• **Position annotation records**
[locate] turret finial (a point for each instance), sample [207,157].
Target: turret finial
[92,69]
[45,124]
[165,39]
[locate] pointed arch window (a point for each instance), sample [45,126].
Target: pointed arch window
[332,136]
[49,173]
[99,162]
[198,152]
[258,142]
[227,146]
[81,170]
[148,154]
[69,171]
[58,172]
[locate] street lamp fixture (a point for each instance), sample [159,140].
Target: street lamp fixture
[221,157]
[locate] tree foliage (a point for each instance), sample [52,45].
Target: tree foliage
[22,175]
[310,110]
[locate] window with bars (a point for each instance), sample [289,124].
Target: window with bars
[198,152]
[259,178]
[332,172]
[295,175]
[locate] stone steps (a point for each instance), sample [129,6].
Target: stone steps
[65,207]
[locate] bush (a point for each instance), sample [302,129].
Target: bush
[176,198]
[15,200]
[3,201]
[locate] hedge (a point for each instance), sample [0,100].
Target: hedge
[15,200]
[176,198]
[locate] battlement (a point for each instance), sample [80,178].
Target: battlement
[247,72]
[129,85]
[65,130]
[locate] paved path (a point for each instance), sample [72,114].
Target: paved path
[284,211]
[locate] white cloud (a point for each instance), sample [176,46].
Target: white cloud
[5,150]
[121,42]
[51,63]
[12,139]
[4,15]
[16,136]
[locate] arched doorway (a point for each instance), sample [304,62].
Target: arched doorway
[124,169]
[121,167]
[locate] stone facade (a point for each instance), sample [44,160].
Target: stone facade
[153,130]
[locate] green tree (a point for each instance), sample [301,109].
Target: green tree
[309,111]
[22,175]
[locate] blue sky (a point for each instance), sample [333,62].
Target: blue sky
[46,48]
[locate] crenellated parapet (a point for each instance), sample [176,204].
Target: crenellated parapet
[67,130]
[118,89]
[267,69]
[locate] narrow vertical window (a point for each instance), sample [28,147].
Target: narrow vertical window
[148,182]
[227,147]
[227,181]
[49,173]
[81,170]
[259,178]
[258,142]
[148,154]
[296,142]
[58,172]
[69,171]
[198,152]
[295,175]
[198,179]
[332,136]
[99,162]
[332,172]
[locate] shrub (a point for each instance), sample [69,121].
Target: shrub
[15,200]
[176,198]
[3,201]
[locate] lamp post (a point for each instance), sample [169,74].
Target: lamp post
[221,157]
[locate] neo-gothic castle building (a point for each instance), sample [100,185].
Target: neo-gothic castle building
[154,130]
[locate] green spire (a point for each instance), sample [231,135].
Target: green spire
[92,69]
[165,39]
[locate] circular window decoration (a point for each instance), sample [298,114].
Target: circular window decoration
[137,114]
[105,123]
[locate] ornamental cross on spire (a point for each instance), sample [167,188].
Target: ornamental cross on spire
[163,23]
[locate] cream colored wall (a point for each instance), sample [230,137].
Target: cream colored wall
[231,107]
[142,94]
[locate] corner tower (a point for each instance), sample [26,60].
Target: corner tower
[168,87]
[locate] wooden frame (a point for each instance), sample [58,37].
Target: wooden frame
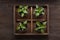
[31,20]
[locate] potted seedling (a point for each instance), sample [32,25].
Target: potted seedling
[39,11]
[40,26]
[22,26]
[22,10]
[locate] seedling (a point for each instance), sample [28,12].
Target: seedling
[38,11]
[40,26]
[22,10]
[22,26]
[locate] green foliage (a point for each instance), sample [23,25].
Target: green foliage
[38,11]
[40,26]
[22,25]
[22,10]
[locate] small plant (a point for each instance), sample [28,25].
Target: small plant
[38,11]
[40,26]
[22,26]
[22,10]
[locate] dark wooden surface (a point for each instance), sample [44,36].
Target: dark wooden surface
[6,20]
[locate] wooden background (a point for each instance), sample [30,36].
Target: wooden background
[6,19]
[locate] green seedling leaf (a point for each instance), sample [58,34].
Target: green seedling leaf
[43,13]
[22,14]
[26,7]
[37,14]
[42,31]
[38,24]
[18,28]
[18,10]
[20,6]
[25,22]
[37,6]
[41,10]
[25,11]
[44,23]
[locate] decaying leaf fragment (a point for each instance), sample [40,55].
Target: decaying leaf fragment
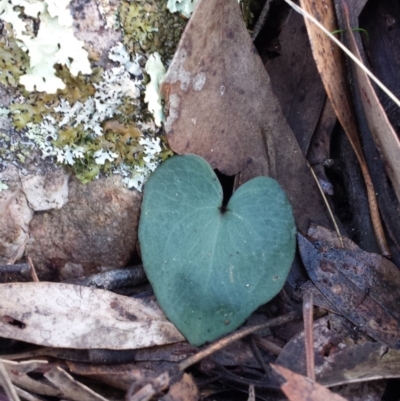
[363,287]
[383,133]
[69,316]
[330,64]
[220,105]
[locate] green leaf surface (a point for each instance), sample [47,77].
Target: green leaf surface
[210,268]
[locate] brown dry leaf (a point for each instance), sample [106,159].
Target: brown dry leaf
[383,133]
[340,357]
[122,376]
[70,388]
[19,374]
[300,388]
[183,390]
[330,64]
[221,106]
[366,362]
[295,80]
[362,286]
[69,316]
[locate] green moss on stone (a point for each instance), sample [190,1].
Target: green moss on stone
[149,27]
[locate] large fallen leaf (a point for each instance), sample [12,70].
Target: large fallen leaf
[71,388]
[221,106]
[211,265]
[69,316]
[383,133]
[362,286]
[300,388]
[330,64]
[295,80]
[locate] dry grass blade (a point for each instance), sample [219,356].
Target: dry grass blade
[331,67]
[308,318]
[383,133]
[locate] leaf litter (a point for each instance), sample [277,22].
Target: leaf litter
[244,134]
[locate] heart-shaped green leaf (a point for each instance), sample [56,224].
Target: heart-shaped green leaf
[210,266]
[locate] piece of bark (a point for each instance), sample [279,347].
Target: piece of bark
[363,287]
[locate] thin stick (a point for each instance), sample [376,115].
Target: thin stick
[234,337]
[309,333]
[345,49]
[33,270]
[7,384]
[327,205]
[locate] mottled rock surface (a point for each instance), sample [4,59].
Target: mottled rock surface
[95,230]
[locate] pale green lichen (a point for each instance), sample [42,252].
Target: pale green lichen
[156,70]
[3,186]
[88,136]
[185,7]
[98,123]
[54,43]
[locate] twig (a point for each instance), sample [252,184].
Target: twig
[7,384]
[261,20]
[327,205]
[309,334]
[33,270]
[345,49]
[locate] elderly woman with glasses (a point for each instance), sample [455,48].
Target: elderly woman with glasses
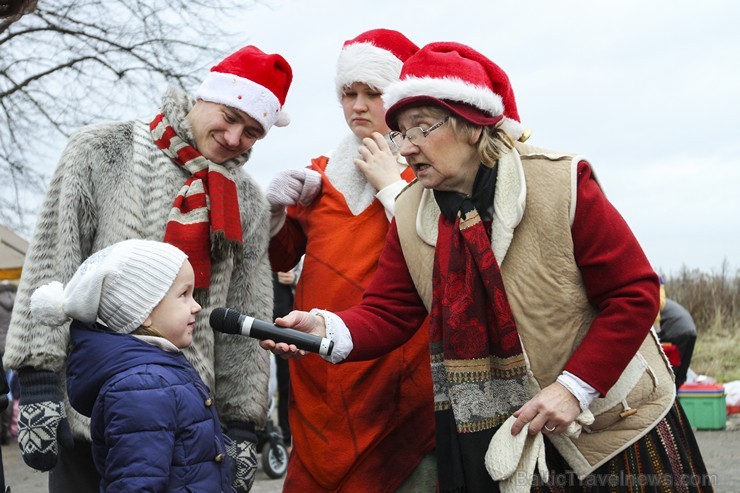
[540,300]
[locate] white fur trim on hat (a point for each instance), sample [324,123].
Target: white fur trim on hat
[453,89]
[366,63]
[447,88]
[245,95]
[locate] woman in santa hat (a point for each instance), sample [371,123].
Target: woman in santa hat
[547,376]
[367,426]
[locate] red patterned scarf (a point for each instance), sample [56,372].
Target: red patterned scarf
[478,367]
[204,218]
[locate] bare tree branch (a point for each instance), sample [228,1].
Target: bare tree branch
[68,63]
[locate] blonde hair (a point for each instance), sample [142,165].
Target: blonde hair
[492,143]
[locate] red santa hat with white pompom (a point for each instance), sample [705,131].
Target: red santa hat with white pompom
[252,81]
[460,79]
[374,57]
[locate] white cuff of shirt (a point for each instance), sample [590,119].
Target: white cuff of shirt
[336,331]
[387,197]
[580,389]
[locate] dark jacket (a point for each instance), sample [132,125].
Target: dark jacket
[153,424]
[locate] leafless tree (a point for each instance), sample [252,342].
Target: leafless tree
[67,63]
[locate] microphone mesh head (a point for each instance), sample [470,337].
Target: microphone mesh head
[225,320]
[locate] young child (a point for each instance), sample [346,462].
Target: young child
[153,423]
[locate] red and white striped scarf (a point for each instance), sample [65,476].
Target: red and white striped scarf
[205,216]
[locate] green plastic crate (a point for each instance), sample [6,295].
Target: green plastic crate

• **Exercise requirements**
Output only the lines from the line that contains "[locate] thin stick" through the end of the material, both ends included, and skip every picture.

• **Solved problem**
[locate] thin stick (a point for each instance), sample [376,115].
Target: thin stick
[234,337]
[309,333]
[345,49]
[33,270]
[7,384]
[327,205]
[locate] mottled rock surface (a point for each instance), sample [4,59].
Target: mottled rock surface
[95,230]
[locate] pale green lichen (a point for each instance), sample [42,252].
Target: pale green lichen
[156,70]
[3,186]
[88,136]
[185,7]
[98,123]
[54,43]
[locate] twig (a point for each instance), sample [252,184].
Target: twig
[7,384]
[261,20]
[327,205]
[309,334]
[33,270]
[345,49]
[locate] elderly woman with glasses (a point for each instance), sample [455,48].
Target: elderly woman with glasses
[540,300]
[locate] white fur trim on hat (a point for each instance), sample [324,123].
Target: white fur trim on hat
[453,89]
[366,63]
[447,88]
[245,95]
[locate] woman in santa hat (a point for each instance), sample [371,123].
Target: woman in santa hat
[547,376]
[367,426]
[locate] red patterned scarf (a point for each instance), sample [56,372].
Target: red patterned scarf
[478,367]
[204,218]
[locate] bare tree branch (a point for each instance), sample [228,1].
Target: bare tree branch
[68,63]
[locate] blonde hair (a point for each instance), sample [142,165].
Target: blonde hair
[492,143]
[locate] red santa hat with white pompom (a point for each instance), sample [705,131].
Target: red santa hat with white pompom
[252,81]
[460,79]
[374,57]
[locate] white cuff of shirt (a point for each instance), sample [590,119].
Target: white cuff of shirt
[336,331]
[387,197]
[580,389]
[locate] dark jacket (a point for each instance), sample [132,125].
Target: dark jacket
[153,424]
[locate] leafless tree (a point for each instance), sample [252,342].
Target: leafless tree
[67,63]
[locate] microphone mesh head (a point for each instance), sample [470,337].
Target: microphone mesh head
[225,320]
[locate] young child (a point for each instance), sample [346,462].
Target: young child
[153,423]
[locate] red and white striped scarf (a point for each instance), sample [65,476].
Target: red and white striped scarf
[205,216]
[locate] green plastic crate (a point for each instance), sample [6,295].
Target: green plastic crate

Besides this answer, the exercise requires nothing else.